-- Start of DATA IN THIS EXERCISE --
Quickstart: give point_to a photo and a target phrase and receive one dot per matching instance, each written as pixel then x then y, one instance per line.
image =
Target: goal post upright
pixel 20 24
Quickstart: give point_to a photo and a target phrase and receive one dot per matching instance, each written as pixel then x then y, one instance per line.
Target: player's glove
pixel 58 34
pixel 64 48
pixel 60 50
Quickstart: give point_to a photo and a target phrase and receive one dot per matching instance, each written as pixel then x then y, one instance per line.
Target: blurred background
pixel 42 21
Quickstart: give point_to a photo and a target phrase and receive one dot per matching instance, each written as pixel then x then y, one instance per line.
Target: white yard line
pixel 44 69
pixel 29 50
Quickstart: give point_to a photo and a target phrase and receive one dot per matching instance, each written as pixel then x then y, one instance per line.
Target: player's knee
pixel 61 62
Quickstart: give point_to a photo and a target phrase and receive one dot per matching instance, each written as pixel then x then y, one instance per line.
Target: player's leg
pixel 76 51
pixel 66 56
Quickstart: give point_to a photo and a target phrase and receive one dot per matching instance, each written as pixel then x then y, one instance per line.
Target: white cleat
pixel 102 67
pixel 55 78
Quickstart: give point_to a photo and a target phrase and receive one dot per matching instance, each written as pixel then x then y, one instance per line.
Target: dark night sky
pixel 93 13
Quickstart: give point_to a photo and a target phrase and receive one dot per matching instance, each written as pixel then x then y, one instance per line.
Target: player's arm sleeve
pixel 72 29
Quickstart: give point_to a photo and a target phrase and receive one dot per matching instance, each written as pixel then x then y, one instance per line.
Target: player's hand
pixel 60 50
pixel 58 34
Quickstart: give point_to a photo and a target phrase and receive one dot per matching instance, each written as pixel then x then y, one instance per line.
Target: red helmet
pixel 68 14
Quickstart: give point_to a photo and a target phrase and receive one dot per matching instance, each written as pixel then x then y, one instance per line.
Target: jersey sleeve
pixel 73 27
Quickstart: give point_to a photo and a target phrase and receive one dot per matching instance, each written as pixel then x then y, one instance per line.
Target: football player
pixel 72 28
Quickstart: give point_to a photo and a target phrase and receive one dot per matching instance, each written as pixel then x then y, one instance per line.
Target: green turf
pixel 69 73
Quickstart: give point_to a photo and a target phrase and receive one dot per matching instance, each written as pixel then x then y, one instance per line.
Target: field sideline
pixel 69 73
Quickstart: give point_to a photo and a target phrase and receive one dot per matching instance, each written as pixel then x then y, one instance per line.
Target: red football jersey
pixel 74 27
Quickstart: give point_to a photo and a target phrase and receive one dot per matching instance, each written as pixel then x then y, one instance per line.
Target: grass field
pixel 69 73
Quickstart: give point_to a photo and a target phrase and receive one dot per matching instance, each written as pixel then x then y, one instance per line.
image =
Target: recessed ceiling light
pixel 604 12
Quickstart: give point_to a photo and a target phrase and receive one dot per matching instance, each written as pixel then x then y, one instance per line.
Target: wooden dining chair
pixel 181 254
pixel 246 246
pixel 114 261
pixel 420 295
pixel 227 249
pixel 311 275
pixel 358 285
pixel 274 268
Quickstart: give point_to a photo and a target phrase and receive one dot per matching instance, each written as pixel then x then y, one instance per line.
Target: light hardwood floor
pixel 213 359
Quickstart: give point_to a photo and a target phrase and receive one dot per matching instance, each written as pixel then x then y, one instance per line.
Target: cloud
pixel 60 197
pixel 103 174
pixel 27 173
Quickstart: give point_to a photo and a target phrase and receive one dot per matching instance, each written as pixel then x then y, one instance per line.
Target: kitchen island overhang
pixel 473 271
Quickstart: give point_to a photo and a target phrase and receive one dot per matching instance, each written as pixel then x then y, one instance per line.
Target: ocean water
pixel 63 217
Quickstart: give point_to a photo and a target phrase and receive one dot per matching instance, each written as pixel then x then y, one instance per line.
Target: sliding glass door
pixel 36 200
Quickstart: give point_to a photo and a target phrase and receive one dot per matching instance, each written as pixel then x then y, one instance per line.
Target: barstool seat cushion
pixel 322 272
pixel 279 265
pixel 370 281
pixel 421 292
-- End of DATA IN THIS EXERCISE --
**GIVEN PROBLEM:**
Please set down the whole listing above without altering a single line.

**OUTPUT OF THE TASK:**
Quickstart: give point_to a photo and a target phrase and receive one dot per matching instance, each written as pixel then x then y, one instance per line.
image =
Target: goal post upright
pixel 20 24
Quickstart: give point_to a photo and a target phrase and receive one dot per matching instance, each written as pixel then x then y, one instance per line.
Target: player's glove
pixel 58 34
pixel 64 48
pixel 60 50
Quickstart: give point_to a photo and a target phrase and receive one dot per matching instance, each written as pixel then x then y, one instance per line.
Target: blurred background
pixel 42 21
Quickstart: give point_to a photo and a target phrase and receive one dot per matching instance, each written as pixel then x then y, one instance per line.
Target: white yard line
pixel 44 69
pixel 29 50
Quickstart: give point_to a photo and a target phrase and receive one dot per matching instance, each written as pixel then x then y, one instance per line.
Target: player's knee
pixel 61 62
Quickstart: give point_to a photo and a target phrase and receive one dot per matching instance, each written as pixel then x then y, one instance per line.
Target: player's leg
pixel 76 51
pixel 66 56
Quickstart: give point_to a photo and a target phrase and receive one dot per matching instance, each written as pixel then x then y, one instance per line.
Target: white cleat
pixel 102 67
pixel 55 78
Quickstart: give point_to a photo and a target phrase and receive one dot per matching instance, each written as pixel then x then y, one instance per line.
Target: dark night sky
pixel 93 13
Quickstart: give point_to a photo and a target phrase and receive one dot per matching instance, each written as pixel then x then y, one instance per line.
Target: player's arm sleeve
pixel 72 29
Quickstart: give point_to a photo and a target phrase and receive one dot per matching instance, each written as pixel then x then y, one instance per line.
Target: player's hand
pixel 60 50
pixel 58 34
Quickstart: give point_to a photo and a target phrase and receive one dot per matching instance, each written as pixel then x then y, one instance per line.
Target: red helmet
pixel 68 14
Quickstart: give point_to a photo and a target phrase and receive one dot per matching instance, each written as pixel then x then y, one instance per line.
Target: jersey sleeve
pixel 73 27
Quickstart: give point_to a photo and a target phrase and receive one dot per matching instance, each written as pixel then x then y, one instance per line.
Target: football player
pixel 72 28
Quickstart: give point_to a photo and a target phrase and receive one dot per matching instance, each written as pixel then x then y, one instance per line.
Target: green turf
pixel 69 73
Quickstart: give point_to a photo and a target phrase and receive one dot per matching instance, each written as pixel then x then y, one instance per line.
Target: field sideline
pixel 69 73
Quickstart: give point_to a photo and a target phrase and receive one dot per matching instance, each written as pixel then x then y, one instance per line.
Target: red football jersey
pixel 74 27
Quickstart: give point_to a photo and a target phrase and receive one dot per matching instance, each written as pixel then x then y, one instance per line.
Target: grass field
pixel 69 73
Quickstart: give point_to a photo and a target phrase and receive one dot per matching instance, each written as pixel then x then y, one instance per line.
image =
Target: recessed ceiling light
pixel 604 12
Quickstart: give point_to a photo and a target phrase and receive one dot per matching instance, each written as pixel then x then y, one instance per line.
Target: wooden dining chair
pixel 181 254
pixel 246 246
pixel 114 261
pixel 420 295
pixel 227 249
pixel 311 275
pixel 358 285
pixel 274 268
Quickstart: give point_to a photo and a target phrase and receive one dot per matching instance, each written as pixel then x then y, one instance per line.
Target: light hardwood floor
pixel 213 359
Quickstart: give point_to a photo and a target phrase and receive one dot per matching instance, each written as pixel then x then y, one instance per line.
Target: cloud
pixel 60 197
pixel 103 174
pixel 27 173
Quickstart: give point_to a photo and a target phrase and receive one dot per matching instance, each written as pixel then x then y, one instance per line.
Target: kitchen island overhang
pixel 473 271
Quickstart: give point_to a photo and a target phrase and receive one dot per matching instance, each written as pixel then x then y, one instance per line.
Target: ocean water
pixel 63 217
Quickstart: give point_to a photo and a target phrase and receive one dot per matching instance, each written as pixel then x then y, one instance per line.
Target: sliding glass door
pixel 36 200
Quickstart: give point_to a photo and a target phrase and receive one dot per matching instance, each written as pixel then x then y, one instance per line.
Target: barstool seat cushion
pixel 322 272
pixel 279 265
pixel 370 281
pixel 421 292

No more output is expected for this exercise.